* _WHAT YOU NEED TO DO_
• 1. In the passage on Income Tax Appellate Tribunal case laws, on what date did the CIT(A) pass the appellate order challenged in ITA No. 2297/Mum/2017?
• 2. Carry on the passage on Income Tax Appellate Tribunal case laws, picking up right after its final sentence.

* _PROVIDED PASSAGE_
━━━━

×Latest Case Laws on Income Tax by various Income Tax Appellate Tribunals in India
These are the latest case laws decided by various Income Tax Appellate Tribunals (ITAT) of India on Income Tax which have been published recently. The case laws are open for discussion and we invite expert comments from our members on its applicability and effect on relevant issues.
This appeal, filed by assessee, being ITA No. 2297/Mum/2017, is directed against appellate order dated 28.02.2017, passed by learned Commissioner of Income Tax (Appeals)-14, Mumbai (hereinafter called “the CIT(A)”) in appeal number CIT(A)-14/IT-378/15-16, for assessment year 2010-11 , the appellate proceedings had arisen before learned CIT(A) from assessment order dated 11.03.2016 passed by learned Assessing Officer (hereinafter called “the AO”) u/s 143(3) r.w.s. 147 of the Income-tax Act, 1961 (hereinafter called “the Act”) for AY 2010-11.

━━━━

* _DATA BLOCK_
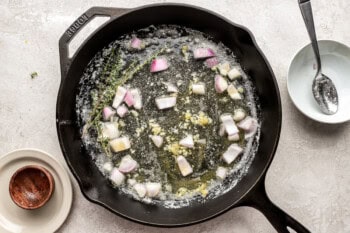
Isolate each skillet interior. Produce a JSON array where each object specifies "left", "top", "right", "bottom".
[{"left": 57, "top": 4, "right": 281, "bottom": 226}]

━━━━

* _RESPONSES IN ORDER_
• 1. 28.02.2017

• 2.
2. The grounds of appeal raised by assessee in memo of appeal filed with the Income-Tax Appellate Tribunal, Mumbai (hereinafter called “the tribunal”) read as under:-
“Being aggrieved by the order of the Commissioner of Income Tax (Appeals)-14, the appellant prefers the following amongst other grounds:
1 On the facts and in the circumstances of the case, and in law, the Learned CIT(A) has erred in upholding the reopening of the assessment on the premise that information received from the Sales tax department that the purchases are bogus constitutes enough reason to believe for re opening of the assessment, and also holding at Para 4 of his order that "at the stage of issue of notice, the only question is whether there was relevant material on which a reasonable person could have formed a requisite belief whether the material would conclusively prove escapement is not the concern at that stage. This is because the formation of belief by the AO is within the realm of subjective, satisfaction. Therefore, as the case was re-opened on the basis of specific information received by the AO, the reassessment proceedings is held as valid."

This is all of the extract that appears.